What this task involves: Output the line that contains "Q: Tag one point on each instance of the excavator" and every line after it to the end of the entries, with nothing added or left out.

Data items:

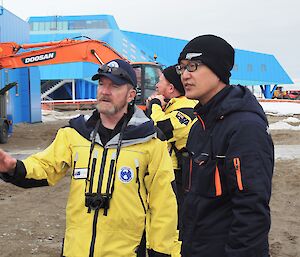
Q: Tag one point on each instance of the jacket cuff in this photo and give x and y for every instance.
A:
(155, 101)
(18, 177)
(153, 253)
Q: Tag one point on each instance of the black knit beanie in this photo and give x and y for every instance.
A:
(172, 76)
(214, 52)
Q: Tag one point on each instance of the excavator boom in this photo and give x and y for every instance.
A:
(65, 51)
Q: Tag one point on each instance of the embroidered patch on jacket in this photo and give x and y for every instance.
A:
(80, 173)
(126, 174)
(182, 119)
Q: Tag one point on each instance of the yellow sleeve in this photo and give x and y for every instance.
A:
(52, 163)
(162, 200)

Exercise response:
Q: Tag one point on each instance of the excavator boom in this photo and give x and y for every instance.
A:
(65, 51)
Q: Tag one point on each instance of the embroidered patch on jacket in this photo and give x and y for every instance.
A:
(80, 173)
(126, 174)
(182, 119)
Q: Tag one point on each instance of the yellow sleeve in this photo and give x and y for every instance.
A:
(52, 163)
(162, 200)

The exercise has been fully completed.